**Written request:**
Quote each of the items below word for word, leaving the pictures out of your answer.

**Data provided:**
-- begin --
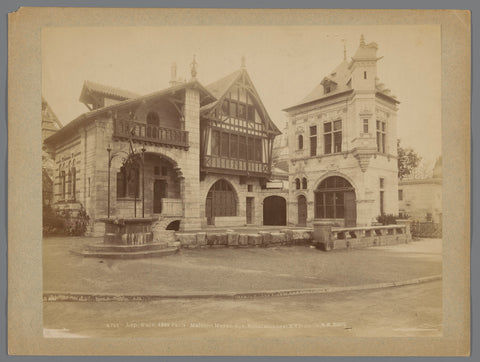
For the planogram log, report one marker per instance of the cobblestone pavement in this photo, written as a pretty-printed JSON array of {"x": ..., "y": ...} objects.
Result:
[
  {"x": 235, "y": 270},
  {"x": 414, "y": 310}
]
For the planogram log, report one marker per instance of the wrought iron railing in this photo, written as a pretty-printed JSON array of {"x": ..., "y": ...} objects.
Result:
[
  {"x": 150, "y": 133},
  {"x": 235, "y": 164}
]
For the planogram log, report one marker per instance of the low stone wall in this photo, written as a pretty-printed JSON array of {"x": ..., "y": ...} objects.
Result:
[
  {"x": 326, "y": 237},
  {"x": 243, "y": 240}
]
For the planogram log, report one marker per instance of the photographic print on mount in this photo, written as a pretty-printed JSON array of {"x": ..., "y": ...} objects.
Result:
[{"x": 246, "y": 182}]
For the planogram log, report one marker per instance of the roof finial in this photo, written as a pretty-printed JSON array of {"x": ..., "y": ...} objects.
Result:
[
  {"x": 362, "y": 40},
  {"x": 193, "y": 67},
  {"x": 243, "y": 62}
]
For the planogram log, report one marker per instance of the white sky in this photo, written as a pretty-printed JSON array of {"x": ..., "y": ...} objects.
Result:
-- end --
**Written solution:**
For the planogram log, report one marker per instance of the cobblestone pavement in this photo, written as a pretty-printed JSON array of {"x": ..., "y": ...} objects.
Result:
[
  {"x": 235, "y": 270},
  {"x": 414, "y": 310}
]
For the planogram log, report one marker per instance of the wrought iron railing in this photo, written as a pretty-printed JSON array of {"x": ..., "y": ...} objects.
Result:
[
  {"x": 150, "y": 133},
  {"x": 235, "y": 164}
]
For the planogram log, report one marker per instance of the low stone wall in this photo, written as a pretty-printed JSON array of {"x": ..., "y": ...} objects.
Result:
[
  {"x": 326, "y": 237},
  {"x": 243, "y": 240}
]
For the planogram log, report one marker per instance of the photographic print on mount in this photo, written as a pretty-printed JSON array of {"x": ..., "y": ...} objects.
Result:
[{"x": 246, "y": 182}]
For the planogram log, report one marker per instance of the roof finial in this photo, written as a pretty-printed JSON array of {"x": ..., "y": ...} objects.
Result:
[
  {"x": 362, "y": 40},
  {"x": 193, "y": 67},
  {"x": 243, "y": 62}
]
For the planogram log, report one marker per instance of the white sky in this photo, written as a pretty-printed JSON array of {"x": ..., "y": ...} objects.
Result:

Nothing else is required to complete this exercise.